— start RECORDS SHOWN —
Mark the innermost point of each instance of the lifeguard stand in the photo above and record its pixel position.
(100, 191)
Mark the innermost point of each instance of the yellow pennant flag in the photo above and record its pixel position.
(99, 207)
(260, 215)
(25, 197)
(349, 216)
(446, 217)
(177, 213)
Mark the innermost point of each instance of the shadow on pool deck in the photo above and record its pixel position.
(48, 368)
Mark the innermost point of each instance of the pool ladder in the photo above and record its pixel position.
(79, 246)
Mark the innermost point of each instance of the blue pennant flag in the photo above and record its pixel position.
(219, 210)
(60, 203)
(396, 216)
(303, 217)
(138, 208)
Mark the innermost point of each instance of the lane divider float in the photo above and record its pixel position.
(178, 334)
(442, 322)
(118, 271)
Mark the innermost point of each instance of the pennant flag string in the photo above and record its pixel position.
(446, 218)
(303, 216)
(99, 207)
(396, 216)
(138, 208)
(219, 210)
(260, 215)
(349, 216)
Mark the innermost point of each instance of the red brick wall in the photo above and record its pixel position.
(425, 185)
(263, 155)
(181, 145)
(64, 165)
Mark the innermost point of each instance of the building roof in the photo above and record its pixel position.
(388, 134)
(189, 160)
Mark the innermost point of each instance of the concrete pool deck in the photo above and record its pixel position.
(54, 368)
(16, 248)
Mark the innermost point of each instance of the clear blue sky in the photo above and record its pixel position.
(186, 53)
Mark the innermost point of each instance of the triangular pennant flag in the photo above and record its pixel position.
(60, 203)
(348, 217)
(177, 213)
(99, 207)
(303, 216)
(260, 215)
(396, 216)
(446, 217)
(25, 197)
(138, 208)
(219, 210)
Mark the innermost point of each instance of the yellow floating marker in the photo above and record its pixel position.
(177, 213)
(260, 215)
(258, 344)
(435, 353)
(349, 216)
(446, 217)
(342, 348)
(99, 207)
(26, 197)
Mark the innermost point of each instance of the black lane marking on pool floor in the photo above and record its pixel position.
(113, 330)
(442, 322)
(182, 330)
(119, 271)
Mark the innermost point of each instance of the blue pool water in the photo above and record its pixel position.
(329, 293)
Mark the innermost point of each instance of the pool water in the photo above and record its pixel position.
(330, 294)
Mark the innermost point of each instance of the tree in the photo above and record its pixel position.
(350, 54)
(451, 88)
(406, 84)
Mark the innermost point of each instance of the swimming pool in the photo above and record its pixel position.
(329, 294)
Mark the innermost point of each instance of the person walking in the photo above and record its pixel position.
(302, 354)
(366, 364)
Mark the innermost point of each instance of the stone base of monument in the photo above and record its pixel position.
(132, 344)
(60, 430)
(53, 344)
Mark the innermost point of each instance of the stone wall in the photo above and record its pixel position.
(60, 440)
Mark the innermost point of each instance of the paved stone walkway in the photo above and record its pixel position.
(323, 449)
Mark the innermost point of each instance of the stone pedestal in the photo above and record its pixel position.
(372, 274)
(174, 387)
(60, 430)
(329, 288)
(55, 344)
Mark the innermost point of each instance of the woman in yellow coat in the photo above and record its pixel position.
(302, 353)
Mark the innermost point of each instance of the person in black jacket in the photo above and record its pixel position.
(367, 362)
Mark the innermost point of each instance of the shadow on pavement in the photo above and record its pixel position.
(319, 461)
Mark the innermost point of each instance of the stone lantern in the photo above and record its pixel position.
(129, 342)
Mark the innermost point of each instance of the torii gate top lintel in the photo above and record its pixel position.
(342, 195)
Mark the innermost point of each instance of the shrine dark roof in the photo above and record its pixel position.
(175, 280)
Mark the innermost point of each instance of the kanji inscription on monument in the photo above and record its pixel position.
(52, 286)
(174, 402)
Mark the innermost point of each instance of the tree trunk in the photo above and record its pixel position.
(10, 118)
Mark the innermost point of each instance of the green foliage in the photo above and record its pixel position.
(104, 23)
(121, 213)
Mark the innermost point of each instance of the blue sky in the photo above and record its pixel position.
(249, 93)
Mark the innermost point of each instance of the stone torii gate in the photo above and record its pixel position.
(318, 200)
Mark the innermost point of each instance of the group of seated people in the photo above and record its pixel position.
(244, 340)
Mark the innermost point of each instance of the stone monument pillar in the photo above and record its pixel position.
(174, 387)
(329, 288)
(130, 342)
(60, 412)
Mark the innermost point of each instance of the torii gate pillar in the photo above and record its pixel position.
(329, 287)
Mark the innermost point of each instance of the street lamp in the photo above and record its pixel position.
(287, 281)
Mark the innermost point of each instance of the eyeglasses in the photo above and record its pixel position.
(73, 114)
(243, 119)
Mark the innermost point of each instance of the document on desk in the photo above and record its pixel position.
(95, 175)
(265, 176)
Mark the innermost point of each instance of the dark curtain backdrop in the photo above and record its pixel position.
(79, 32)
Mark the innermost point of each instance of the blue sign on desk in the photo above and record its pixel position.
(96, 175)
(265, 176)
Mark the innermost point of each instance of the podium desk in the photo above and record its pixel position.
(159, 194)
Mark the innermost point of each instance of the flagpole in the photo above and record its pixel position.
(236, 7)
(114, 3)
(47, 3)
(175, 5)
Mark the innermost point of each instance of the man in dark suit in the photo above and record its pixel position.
— end RECORDS SHOWN —
• YOUR GOAL: Copy these records line for line, changing nothing.

• WRITTEN REPLY:
Mark the innermost point of each instance of the lifeguard stand in the photo above and record its pixel position.
(100, 191)
Mark the innermost point of each instance of the yellow pennant flag in the photo above and record its pixel position.
(99, 207)
(260, 215)
(25, 197)
(349, 216)
(446, 217)
(177, 213)
Mark the innermost point of each instance of the shadow on pool deck in the photo above and record its pixel position.
(48, 368)
Mark the innermost point of each instance of the pool ladder in the photo above and record its pixel position.
(79, 246)
Mark the innermost point of each instance of the blue pennant flag in the photo above and record its pixel position.
(219, 210)
(60, 203)
(396, 216)
(303, 217)
(138, 208)
Mark the innermost point of each instance of the lane divider float in the photo above and record its pixel position.
(178, 334)
(442, 322)
(118, 271)
Mark the innermost point of each instance of the pennant flag string in the photo above and record its pixel position.
(446, 218)
(303, 216)
(99, 207)
(396, 216)
(138, 208)
(219, 210)
(260, 215)
(349, 216)
Mark the innermost point of each instance of the red brick wall in the photo above and record its pixel position.
(425, 185)
(263, 155)
(181, 145)
(64, 165)
Mark the innermost point of each instance of the building roof in the photo above and record its pixel position.
(388, 134)
(189, 160)
Mark the innermost point of each instance of the concrete pool deck in the photo above and record its pixel position.
(54, 368)
(16, 248)
Mark the innermost point of each instance of the clear blue sky in the photo above and record its pixel position.
(186, 53)
Mark the innermost point of each instance of the triangular pennant flag in the photo above and record its pixel position.
(60, 203)
(348, 217)
(177, 213)
(99, 207)
(303, 216)
(260, 215)
(396, 216)
(446, 217)
(25, 197)
(138, 208)
(219, 210)
Mark the innermost point of each instance of the yellow floating marker in the photo above and record its pixel position.
(177, 213)
(260, 215)
(258, 344)
(435, 353)
(349, 216)
(446, 217)
(342, 348)
(99, 207)
(26, 197)
Mark the innermost point of each instance of the black lane marking on pool floor in the photo above and record its pixel position.
(113, 330)
(442, 322)
(182, 330)
(119, 271)
Mark the innermost point of each instance of the blue pool water in the photo above and record its pixel position.
(329, 293)
Mark the innermost point of each instance of the pool water in the photo above and record its pixel position.
(330, 294)
Mark the innermost point of each instance of the tree in the photo above and record its pixel position.
(350, 54)
(451, 88)
(406, 84)
Mark the innermost point of each instance of the swimming pool in the photo above and record its pixel position.
(329, 294)
Mark the innermost point of each instance of the person walking in the photo above and record its pixel position.
(302, 354)
(366, 364)
Mark the innermost point of each instance of the stone base of monument in the photo above and record its pixel position.
(132, 344)
(60, 430)
(53, 344)
Mark the innermost point of each instance of the stone wall in the photo above and record its pixel position.
(60, 440)
Mark the innermost point of each instance of the paved stone walkway in the photo above and record its pixel position.
(323, 449)
Mark the innermost point of each instance of the stone pedestal in the photo above and record its pixel position.
(372, 274)
(174, 387)
(60, 430)
(329, 288)
(55, 344)
Mark the innermost point of each instance of the woman in yellow coat in the photo above and record its pixel position.
(302, 353)
Mark the innermost point of each instance of the person in black jacket in the photo above and record its pixel position.
(367, 362)
Mark the innermost point of each instance of the shadow on pavement in the photo above and record its pixel position.
(319, 461)
Mark the innermost point of each instance of the stone lantern in the photo above and record its pixel position.
(129, 342)
Mark the innermost point of each instance of the torii gate top lintel in the photo above and record its pixel position.
(342, 195)
Mark the innermost point of each instance of the shrine dark roof in the photo above and record its pixel position.
(175, 280)
Mark the innermost point of each instance of the kanji inscription on monument in the photo above and record its pixel position.
(52, 286)
(174, 402)
Mark the innermost point of each instance of the tree trunk in the photo above and record its pixel position.
(10, 118)
Mark the innermost point of each instance of the green foliage in the photo above and record its pixel position.
(104, 23)
(121, 213)
Mark the innermost point of each instance of the blue sky in the photo above and record its pixel position.
(249, 93)
Mark the innermost point of each instance of the stone torii gate in the photo above and record its pixel position.
(318, 200)
Mark the innermost point of each instance of the group of seated people in the photo above and record its pixel position.
(244, 340)
Mark the innermost point of each instance of the stone monument pillar in the photo above and record its pixel position.
(174, 387)
(329, 288)
(130, 342)
(60, 412)
Mark the innermost point of each instance of the torii gate pillar in the photo above and record its pixel position.
(329, 287)
Mark the innermost point of each instance of the street lamp in the photo above and record its pixel position.
(287, 281)
Mark the innermost point of each instance of the eyeglasses in the photo above and record its pixel position.
(73, 114)
(243, 119)
Mark the innermost point of each instance of the document on desk in the photo above and record its pixel position.
(95, 175)
(265, 176)
Mark the innermost point of each instance of the dark curtain backdrop in the photo above and record its pixel position.
(79, 32)
Mark the innermost point of each instance of the blue sign on desk in the photo above and record its pixel position.
(96, 175)
(265, 176)
Mark the innermost point of each instance of the podium desk in the photo above and record its pixel position.
(159, 194)
Mark the innermost point of each instance of the flagpole in the photo above and record its pixel position.
(236, 7)
(114, 3)
(47, 3)
(175, 5)
Mark the innermost point of each instance of the man in dark suit in the photo above and record its pixel position.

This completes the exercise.